■ Written request a
From the listing, reproduce verbatim the stretch from the line containing "On the screen shown above, can you pinpoint the bridge tower?" through the line containing "[[66, 73, 89, 178], [365, 105, 387, 169]]", with both of those lines included.

■ Text provided
▼
J.F. Meyer, L. Spainhower,
Proc. ICSSEA 2001
[PDF.zip] |
Summary by
Armando FOx |
One-line summary:
To apply performability framework to Internet services, pick a metric such as
probability of rejected request (due to admission control during spike) or
probability of excess latncy to satisfy requiest; then assign reward levels 0 or
1 to the random var, and generate and solve a stochastic-process model of the
system to obtain a performability rating for it.
Overview/Main Points
Interesting short paper from lisa spainhower and john meyer (umich),
on applying performability to inet services.
they propose a 5-step approach that would allow a performability
characterization of an inet service. basically it requires the steps i
outlined at the mini-tutorial on fri, viz:
1. pick the parameter you want to measure that captures
"degradation" (in the example in this paper,eg, they showed
how you could use the probability that the server rejects a request
because it's down, too busy, etc, or you could use the incremental
latency experienced by a particular request due to high load. they did
not consider anything like having the server return a less-than-perfect
result, or other types of degradation)
2. characterize the workload with respect to the parameter (eg: given
the request load over a particular observaiton window, you can figure
out *from the user's perspective* the probabiltiy distribution that a
given request will be rejected)
3-5. build a stochastic model of the system and solve it (the
state transitions diagram stuff i showed you, resulting in the different
'performability' curves) - in the paper they don't try to do this but
assert that "well known methods"can be used
there is a pointer to another paper by Meyer (reference #16) that
"suggests the feasibility" of doing this, but i haven't read
that ppr...anyone?
-----Original Message-----
From: Lisa Spainhower [mailto:[email protected]] Sent: Monday,
September 16, 2002 12:21 PM To: [email protected] Subject: RE: MTTR
beats MTTF
Armando, The mainframe mixed workload case has parallels in the
distributed world and, in my estimation, will increasingly do so. Even
in a simple web server environment there is are DNS and firewall and
usually some kind of workload distributor servers that have more global
effect if they fail (bigger 'impact ratio')as compared to web servers
per se. In ERP applications like SAP it is common to have a big backend
DB server and lots of smaller application servers but some applications
- e.g., ordering - may impact other apps and some applications -
reporting, for instance - don't. This sort of componentization is
probably going to increase. I've quickly looked over your paper and want
to read it more carefully. Not to seem like I'm pushing my own paper,
but a more recent publication by John Meyer and myself on performability
does seem relevant. It is "Performability: an e-Utility
Imperative" published in ICSSEA 2001. I've attached the final
version. (See attached file: meyspain.doc)
Relevance
A tie between perforambility and Internet service workloads, which are not
what performability was originally designed to describe.
Flaws
The metrics proposed to be captured (probability of rejected request,
probability of excess latency) are effectively binary-valued...we should be able
to do better with gracefully-degrading primitives.
Doesn't say what to do with the performability curve once we have it.
(This came up at Sept. Santa Cruz retreat.) What does an operator do with
this number? What does it tell him/her? (We have been arguing that
MTTR is the metric for impact, not performability, but that we need a way to
capture degraded behavior when we are working on lowering MTTR.)
|
▲
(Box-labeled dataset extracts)
▼
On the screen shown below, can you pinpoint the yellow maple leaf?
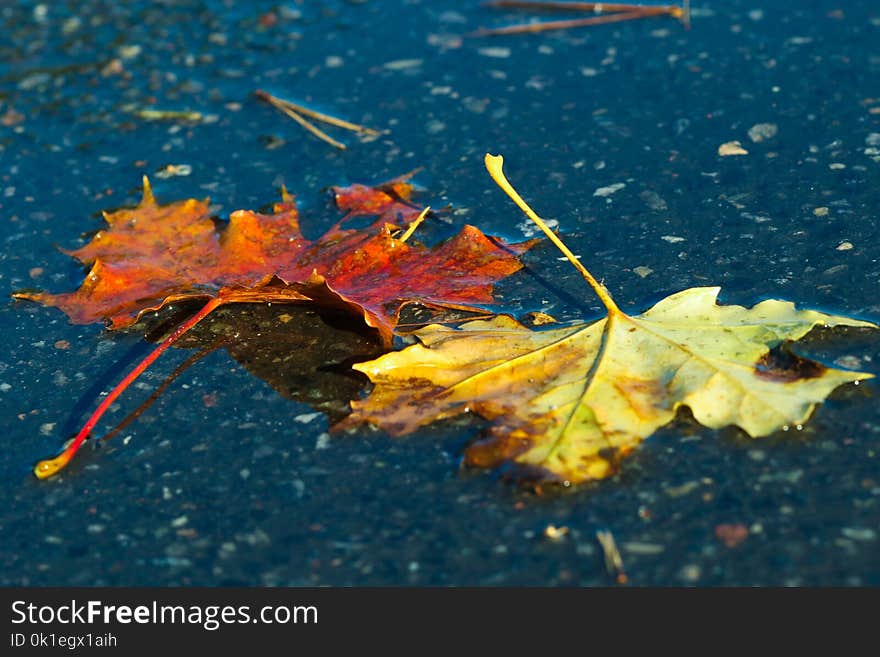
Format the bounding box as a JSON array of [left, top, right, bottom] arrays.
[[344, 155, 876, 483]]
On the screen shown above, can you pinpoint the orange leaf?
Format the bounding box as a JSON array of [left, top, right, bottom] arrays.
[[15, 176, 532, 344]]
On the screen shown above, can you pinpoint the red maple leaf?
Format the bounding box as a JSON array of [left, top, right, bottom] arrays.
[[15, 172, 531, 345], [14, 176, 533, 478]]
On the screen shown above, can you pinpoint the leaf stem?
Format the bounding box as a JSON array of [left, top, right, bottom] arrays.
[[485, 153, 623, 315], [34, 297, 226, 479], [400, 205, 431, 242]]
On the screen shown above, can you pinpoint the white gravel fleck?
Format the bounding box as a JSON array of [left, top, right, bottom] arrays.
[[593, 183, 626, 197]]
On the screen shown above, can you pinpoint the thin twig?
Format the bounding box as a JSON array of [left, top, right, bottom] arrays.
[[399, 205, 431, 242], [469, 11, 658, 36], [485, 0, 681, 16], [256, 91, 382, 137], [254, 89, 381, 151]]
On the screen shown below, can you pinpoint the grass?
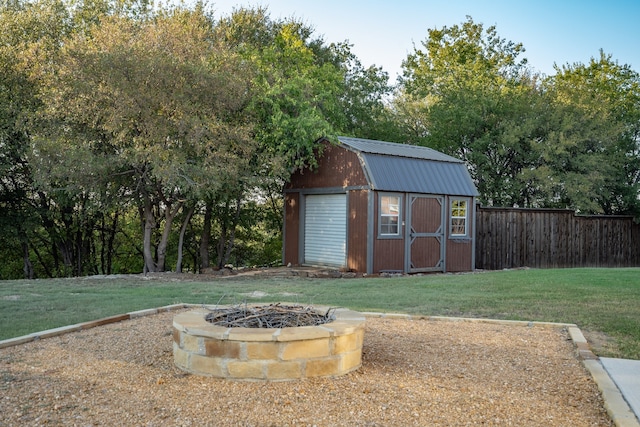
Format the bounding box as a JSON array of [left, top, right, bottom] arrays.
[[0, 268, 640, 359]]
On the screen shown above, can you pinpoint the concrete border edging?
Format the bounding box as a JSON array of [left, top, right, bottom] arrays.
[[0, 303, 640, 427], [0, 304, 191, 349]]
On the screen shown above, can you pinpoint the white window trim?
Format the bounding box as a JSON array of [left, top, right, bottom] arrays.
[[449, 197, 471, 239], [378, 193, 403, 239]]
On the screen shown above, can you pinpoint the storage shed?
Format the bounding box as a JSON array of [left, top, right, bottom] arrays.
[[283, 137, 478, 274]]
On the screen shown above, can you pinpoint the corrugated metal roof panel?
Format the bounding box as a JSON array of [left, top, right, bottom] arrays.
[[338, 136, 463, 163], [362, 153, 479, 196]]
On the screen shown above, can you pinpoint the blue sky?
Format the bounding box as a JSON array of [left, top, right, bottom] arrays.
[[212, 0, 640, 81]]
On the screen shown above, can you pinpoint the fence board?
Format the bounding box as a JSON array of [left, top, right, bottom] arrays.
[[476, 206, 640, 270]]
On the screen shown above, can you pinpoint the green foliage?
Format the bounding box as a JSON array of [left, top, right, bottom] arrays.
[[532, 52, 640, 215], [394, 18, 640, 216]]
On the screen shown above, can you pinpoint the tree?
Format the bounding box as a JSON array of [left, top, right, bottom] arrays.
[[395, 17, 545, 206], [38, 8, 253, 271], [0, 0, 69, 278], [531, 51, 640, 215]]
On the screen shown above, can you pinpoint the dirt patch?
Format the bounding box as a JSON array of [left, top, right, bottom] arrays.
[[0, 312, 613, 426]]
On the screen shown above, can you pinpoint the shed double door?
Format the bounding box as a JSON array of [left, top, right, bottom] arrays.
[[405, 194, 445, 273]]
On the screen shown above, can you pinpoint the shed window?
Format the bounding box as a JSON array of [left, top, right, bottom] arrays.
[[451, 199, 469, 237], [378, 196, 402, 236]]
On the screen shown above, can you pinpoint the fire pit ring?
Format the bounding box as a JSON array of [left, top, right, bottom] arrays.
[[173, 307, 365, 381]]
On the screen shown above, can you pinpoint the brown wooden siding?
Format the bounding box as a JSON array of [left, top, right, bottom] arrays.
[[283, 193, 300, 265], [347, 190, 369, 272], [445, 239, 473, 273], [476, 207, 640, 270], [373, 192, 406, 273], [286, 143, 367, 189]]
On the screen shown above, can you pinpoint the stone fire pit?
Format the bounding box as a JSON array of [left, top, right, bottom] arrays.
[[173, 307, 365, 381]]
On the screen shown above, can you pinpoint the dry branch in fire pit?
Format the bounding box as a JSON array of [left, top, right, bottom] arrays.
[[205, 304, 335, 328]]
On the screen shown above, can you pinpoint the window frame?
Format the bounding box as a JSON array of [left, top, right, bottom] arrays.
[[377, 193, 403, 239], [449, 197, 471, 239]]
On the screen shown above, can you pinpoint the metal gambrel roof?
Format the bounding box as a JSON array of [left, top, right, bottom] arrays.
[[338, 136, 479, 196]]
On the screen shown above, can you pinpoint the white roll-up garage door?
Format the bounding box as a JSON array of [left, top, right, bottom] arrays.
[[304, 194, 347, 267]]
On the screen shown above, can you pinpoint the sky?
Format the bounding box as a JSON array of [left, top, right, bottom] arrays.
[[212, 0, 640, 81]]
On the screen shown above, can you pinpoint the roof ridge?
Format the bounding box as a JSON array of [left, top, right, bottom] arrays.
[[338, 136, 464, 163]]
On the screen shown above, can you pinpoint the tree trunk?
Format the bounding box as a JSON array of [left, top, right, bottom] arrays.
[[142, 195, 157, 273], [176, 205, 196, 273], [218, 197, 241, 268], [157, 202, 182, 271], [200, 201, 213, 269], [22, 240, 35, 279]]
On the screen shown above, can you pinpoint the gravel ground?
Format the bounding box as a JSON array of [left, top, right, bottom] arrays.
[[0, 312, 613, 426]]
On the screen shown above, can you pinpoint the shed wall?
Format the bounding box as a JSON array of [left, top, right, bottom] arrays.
▲
▼
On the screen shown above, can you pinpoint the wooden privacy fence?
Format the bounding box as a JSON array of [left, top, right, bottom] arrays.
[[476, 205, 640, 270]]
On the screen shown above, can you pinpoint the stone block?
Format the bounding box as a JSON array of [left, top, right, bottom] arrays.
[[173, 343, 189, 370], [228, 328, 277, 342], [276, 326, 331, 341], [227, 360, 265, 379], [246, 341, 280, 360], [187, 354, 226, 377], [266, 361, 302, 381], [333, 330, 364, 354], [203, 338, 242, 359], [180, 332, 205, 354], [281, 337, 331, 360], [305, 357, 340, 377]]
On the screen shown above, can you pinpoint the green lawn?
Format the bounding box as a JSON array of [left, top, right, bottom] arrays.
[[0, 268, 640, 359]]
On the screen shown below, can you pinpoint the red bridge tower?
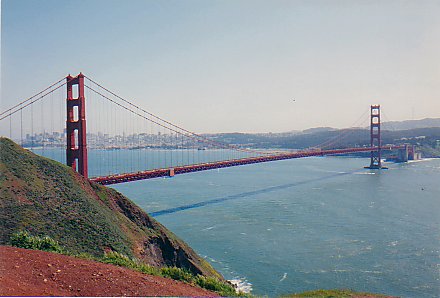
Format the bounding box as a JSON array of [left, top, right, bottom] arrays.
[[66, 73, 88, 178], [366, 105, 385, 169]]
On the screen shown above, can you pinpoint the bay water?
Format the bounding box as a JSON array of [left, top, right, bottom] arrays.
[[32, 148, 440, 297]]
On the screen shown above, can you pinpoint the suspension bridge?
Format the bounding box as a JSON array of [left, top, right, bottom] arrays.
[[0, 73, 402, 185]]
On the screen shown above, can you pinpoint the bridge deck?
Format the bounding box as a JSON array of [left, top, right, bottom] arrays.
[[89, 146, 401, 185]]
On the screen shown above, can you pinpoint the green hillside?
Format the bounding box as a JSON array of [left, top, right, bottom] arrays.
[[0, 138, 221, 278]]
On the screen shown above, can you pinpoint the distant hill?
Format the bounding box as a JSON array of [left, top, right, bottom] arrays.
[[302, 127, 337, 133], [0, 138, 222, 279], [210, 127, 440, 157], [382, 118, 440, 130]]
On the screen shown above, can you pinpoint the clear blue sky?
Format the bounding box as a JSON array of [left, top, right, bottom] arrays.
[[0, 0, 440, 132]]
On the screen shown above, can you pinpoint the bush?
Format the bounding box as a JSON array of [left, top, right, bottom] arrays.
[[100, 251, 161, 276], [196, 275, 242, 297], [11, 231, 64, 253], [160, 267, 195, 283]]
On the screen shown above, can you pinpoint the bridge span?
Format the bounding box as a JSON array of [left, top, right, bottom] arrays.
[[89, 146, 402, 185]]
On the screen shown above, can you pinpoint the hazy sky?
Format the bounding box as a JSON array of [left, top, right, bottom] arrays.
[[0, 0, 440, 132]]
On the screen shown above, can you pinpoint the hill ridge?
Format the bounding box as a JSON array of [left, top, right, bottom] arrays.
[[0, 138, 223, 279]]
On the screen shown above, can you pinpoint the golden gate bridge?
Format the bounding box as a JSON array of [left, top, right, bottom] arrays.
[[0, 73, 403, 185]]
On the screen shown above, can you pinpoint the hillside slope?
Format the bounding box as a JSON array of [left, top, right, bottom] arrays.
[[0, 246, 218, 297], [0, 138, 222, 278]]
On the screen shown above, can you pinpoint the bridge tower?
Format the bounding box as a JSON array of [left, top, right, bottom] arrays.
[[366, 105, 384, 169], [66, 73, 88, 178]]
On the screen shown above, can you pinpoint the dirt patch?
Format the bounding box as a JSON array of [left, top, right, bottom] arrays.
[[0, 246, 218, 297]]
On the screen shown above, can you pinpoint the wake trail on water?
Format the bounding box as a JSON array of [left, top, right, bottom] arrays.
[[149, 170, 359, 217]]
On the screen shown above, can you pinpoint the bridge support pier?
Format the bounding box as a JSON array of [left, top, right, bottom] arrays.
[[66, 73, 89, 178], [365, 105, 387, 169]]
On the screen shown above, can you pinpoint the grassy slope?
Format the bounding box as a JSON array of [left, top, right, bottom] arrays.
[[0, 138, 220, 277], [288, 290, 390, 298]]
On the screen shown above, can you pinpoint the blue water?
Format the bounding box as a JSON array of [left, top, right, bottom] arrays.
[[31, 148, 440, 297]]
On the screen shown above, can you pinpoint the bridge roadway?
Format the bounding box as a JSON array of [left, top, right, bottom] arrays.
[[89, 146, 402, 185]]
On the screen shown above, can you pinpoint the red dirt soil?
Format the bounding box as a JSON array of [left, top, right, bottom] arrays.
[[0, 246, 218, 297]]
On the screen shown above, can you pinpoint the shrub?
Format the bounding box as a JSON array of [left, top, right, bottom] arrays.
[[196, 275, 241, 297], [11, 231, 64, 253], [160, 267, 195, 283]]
▲
■ Written request b
How many steps are in the approach that the performability summary says its authors propose for characterizing an Internet service?

■ Output a
On the screen shown above, can you pinpoint the bridge tower?
Format the bounding box as a JSON array of [left, top, right, bottom] arrays.
[[366, 105, 384, 169], [66, 73, 88, 178]]
On the screen shown above, can you pinpoint the dirt patch?
Format the bounding box as a JSON array of [left, top, right, bottom] arrays.
[[0, 246, 218, 297]]
On the screen shown above, can you pinpoint the wake trail on water?
Format the bounding box as a JSON array of [left, top, right, bottom] arrays.
[[149, 170, 359, 217]]
On the screen shown above, can you pinpoint the bridge support pier?
Format the bounding box as a JSON array of [left, top, right, bottom] arrays.
[[66, 73, 89, 178], [365, 105, 387, 169]]

■ Output b
Five steps.